WHAT NEEDS TO BE DONE: Count the lines in the material below that contain the word "metal", and give only that number.

Stored data:
Begin

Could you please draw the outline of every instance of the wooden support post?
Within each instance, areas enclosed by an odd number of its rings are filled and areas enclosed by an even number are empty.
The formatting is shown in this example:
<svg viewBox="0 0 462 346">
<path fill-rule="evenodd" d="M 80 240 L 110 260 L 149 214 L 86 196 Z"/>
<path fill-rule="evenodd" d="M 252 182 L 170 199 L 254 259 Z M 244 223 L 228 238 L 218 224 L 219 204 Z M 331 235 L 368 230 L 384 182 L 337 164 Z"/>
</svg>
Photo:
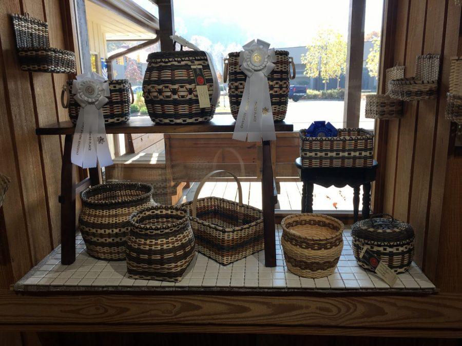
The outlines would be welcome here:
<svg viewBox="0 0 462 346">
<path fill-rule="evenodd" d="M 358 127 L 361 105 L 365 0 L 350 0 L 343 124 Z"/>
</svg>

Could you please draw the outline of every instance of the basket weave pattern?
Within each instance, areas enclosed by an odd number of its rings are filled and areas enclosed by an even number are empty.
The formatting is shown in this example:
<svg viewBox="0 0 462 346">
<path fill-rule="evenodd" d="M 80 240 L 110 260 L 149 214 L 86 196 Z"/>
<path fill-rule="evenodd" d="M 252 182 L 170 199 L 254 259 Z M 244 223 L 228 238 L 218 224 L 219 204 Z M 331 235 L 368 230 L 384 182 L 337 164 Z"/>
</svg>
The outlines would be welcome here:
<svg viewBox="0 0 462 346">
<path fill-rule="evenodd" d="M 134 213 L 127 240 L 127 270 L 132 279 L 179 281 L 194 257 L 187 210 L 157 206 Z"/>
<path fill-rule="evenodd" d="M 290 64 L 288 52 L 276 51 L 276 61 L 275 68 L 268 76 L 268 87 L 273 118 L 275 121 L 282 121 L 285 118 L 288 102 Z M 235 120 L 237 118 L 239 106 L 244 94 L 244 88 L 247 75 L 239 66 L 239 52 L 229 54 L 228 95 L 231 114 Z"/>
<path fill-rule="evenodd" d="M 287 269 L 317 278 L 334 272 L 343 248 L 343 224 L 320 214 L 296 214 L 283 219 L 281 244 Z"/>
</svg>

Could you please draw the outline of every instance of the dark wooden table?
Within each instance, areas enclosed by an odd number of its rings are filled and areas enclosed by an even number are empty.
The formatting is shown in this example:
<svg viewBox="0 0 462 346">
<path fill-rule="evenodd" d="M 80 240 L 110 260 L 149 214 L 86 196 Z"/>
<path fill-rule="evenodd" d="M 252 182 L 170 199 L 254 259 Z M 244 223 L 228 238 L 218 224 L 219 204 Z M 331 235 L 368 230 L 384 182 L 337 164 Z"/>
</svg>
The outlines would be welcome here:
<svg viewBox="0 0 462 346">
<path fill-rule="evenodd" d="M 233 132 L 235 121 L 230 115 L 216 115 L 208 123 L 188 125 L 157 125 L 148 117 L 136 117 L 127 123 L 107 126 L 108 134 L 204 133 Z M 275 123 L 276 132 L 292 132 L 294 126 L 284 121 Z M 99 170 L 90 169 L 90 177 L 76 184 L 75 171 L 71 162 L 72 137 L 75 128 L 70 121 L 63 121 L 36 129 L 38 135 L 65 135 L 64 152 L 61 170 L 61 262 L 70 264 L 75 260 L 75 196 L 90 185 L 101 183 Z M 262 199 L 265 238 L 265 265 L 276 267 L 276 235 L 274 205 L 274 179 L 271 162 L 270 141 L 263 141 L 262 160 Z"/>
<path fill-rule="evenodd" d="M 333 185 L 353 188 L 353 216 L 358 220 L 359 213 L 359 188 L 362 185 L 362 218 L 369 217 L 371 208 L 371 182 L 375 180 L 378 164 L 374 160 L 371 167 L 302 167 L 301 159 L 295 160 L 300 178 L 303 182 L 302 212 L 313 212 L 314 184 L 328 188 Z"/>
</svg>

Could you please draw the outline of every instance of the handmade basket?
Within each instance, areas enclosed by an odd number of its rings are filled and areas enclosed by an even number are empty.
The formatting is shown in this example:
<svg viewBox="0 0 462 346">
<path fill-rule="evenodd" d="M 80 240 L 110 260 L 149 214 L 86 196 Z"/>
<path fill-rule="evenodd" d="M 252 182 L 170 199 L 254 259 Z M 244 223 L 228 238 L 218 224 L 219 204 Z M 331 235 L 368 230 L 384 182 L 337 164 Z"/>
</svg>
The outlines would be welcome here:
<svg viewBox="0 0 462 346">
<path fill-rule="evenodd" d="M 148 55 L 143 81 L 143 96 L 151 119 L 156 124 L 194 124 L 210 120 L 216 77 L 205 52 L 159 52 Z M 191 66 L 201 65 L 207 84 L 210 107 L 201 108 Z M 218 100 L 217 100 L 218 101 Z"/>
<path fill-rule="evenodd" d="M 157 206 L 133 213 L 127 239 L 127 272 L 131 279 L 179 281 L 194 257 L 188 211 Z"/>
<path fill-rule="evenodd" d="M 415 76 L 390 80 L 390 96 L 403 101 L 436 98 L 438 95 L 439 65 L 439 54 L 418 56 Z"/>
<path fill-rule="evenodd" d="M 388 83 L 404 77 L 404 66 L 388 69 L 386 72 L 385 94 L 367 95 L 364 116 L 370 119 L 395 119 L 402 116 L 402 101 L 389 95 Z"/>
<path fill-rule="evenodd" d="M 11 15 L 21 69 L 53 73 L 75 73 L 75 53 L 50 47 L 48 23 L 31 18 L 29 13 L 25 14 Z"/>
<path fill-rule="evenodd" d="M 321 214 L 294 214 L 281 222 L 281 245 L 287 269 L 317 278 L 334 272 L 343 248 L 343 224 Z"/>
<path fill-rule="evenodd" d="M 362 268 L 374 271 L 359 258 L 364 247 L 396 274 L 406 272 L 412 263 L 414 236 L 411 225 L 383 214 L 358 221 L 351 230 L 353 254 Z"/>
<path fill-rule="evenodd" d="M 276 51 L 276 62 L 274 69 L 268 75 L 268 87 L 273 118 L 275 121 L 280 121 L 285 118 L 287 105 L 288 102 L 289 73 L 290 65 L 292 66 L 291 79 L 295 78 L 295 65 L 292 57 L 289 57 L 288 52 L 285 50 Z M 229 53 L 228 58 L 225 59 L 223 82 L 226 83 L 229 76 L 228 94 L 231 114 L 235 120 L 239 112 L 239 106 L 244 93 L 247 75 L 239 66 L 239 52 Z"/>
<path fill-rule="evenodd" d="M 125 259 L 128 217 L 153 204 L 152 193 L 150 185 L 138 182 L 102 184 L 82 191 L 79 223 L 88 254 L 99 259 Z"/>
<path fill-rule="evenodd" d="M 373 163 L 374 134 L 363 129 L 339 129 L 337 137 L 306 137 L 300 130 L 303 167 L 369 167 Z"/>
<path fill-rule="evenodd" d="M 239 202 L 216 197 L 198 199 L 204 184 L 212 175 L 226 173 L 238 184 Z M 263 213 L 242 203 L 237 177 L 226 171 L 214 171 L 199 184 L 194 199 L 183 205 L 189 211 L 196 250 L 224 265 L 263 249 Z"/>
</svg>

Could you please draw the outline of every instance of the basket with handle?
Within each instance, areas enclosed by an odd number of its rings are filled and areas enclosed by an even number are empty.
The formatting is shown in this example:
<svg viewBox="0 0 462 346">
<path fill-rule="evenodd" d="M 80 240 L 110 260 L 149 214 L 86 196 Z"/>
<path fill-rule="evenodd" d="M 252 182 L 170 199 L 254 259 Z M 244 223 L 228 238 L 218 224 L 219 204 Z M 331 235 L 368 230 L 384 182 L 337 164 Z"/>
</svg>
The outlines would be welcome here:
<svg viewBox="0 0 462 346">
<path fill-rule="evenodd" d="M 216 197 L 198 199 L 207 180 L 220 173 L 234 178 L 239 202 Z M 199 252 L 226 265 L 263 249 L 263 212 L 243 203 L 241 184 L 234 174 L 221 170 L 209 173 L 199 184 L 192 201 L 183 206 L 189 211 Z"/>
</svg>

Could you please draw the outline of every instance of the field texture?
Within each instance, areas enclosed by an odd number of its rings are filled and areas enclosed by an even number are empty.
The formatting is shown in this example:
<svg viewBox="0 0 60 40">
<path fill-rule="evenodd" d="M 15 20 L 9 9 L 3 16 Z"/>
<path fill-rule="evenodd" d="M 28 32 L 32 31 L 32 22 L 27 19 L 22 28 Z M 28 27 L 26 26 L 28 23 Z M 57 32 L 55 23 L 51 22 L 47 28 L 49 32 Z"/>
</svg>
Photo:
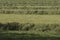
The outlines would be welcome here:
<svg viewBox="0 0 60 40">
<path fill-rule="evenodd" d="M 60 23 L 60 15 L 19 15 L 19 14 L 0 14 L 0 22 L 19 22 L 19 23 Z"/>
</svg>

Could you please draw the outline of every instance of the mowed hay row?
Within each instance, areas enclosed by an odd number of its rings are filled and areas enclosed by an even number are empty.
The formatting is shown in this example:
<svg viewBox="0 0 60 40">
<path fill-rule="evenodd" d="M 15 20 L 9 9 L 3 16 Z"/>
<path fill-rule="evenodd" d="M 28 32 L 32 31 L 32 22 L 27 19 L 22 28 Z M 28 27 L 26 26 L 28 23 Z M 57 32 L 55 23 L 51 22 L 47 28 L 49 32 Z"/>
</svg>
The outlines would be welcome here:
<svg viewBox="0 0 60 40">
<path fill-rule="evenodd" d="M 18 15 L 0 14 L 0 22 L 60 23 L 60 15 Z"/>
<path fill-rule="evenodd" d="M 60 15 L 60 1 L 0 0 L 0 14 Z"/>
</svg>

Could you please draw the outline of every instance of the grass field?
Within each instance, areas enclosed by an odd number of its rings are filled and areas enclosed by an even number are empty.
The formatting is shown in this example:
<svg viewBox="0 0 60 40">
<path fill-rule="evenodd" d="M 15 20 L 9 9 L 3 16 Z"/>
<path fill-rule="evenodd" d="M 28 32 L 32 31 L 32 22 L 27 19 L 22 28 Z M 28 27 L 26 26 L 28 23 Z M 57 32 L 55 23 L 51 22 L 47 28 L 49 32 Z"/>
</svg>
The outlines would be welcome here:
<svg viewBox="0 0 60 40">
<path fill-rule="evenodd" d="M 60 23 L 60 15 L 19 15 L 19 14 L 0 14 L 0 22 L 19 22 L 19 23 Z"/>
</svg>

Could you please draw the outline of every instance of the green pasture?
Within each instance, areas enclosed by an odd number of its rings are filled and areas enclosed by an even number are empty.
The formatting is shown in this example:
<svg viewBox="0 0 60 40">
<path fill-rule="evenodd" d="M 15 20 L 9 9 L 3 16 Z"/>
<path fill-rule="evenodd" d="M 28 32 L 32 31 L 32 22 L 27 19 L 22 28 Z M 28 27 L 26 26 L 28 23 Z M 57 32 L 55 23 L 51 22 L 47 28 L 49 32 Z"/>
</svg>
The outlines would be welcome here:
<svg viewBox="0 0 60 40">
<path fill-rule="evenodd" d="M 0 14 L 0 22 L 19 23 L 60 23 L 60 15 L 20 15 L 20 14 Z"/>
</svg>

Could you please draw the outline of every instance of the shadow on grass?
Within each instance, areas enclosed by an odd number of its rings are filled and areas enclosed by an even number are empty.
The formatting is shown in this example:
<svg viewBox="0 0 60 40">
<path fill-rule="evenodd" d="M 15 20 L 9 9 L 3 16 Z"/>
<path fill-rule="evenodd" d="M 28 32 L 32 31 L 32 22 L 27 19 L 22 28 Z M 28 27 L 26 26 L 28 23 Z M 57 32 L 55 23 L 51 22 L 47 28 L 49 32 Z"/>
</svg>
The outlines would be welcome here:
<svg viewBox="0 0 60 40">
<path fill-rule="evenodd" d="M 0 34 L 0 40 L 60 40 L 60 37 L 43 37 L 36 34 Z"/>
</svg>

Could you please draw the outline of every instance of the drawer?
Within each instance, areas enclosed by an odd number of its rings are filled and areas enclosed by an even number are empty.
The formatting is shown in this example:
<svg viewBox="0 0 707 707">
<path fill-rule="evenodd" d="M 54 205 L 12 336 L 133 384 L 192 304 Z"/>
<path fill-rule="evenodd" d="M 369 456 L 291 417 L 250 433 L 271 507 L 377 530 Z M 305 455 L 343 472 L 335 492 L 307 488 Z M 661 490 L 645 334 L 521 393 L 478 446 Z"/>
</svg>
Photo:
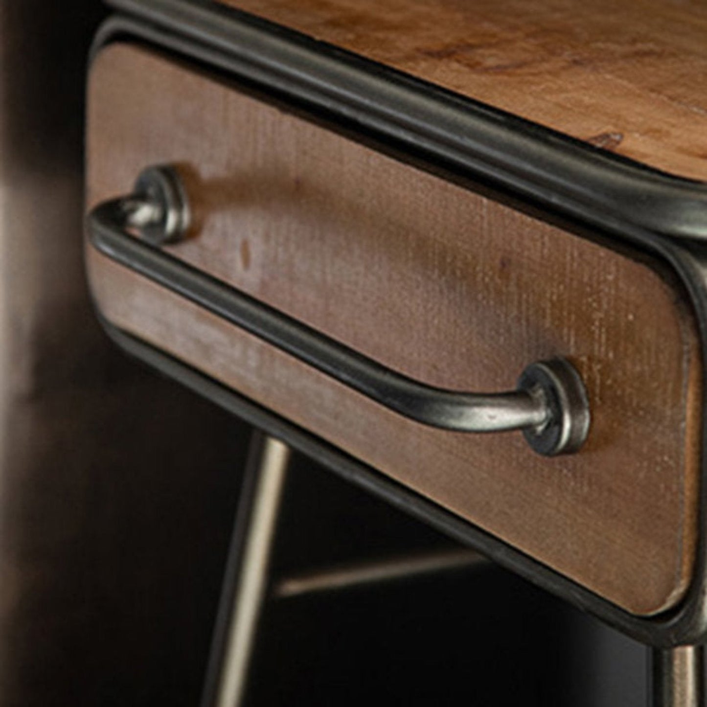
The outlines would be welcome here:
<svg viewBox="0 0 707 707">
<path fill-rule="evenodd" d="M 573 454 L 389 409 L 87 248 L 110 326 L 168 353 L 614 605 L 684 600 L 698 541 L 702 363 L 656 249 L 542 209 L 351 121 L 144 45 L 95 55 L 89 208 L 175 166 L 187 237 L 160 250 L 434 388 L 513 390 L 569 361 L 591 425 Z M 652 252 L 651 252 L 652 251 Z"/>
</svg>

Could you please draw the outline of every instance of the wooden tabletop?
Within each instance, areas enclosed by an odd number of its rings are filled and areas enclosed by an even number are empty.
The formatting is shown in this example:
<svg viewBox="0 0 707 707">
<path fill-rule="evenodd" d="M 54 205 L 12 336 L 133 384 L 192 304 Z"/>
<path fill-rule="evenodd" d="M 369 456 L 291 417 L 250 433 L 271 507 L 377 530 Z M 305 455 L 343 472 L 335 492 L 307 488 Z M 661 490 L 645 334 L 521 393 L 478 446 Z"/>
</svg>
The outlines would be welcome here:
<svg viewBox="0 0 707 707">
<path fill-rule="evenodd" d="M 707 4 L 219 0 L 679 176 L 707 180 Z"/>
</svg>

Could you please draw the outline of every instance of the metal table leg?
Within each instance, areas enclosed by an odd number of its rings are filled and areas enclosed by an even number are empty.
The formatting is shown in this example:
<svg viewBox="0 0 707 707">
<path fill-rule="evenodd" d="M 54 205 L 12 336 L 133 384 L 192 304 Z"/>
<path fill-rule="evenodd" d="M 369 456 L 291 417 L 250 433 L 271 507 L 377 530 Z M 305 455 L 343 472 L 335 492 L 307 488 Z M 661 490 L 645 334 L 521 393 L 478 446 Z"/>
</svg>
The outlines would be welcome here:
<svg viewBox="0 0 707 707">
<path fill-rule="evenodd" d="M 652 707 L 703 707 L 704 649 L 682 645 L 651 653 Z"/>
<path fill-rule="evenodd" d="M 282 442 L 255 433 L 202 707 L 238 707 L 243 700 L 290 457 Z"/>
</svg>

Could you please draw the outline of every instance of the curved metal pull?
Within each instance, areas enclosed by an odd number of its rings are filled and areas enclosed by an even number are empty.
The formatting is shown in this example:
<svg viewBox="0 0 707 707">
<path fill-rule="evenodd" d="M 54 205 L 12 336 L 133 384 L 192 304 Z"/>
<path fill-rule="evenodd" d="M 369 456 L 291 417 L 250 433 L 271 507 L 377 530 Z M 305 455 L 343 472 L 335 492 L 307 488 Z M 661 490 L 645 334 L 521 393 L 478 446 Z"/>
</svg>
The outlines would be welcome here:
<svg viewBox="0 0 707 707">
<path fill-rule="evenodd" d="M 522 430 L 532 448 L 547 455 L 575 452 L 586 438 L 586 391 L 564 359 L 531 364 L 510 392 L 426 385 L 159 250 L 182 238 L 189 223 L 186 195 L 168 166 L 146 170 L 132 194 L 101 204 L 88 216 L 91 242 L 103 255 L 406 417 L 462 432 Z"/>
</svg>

End

SOLUTION FOR THIS TASK: 2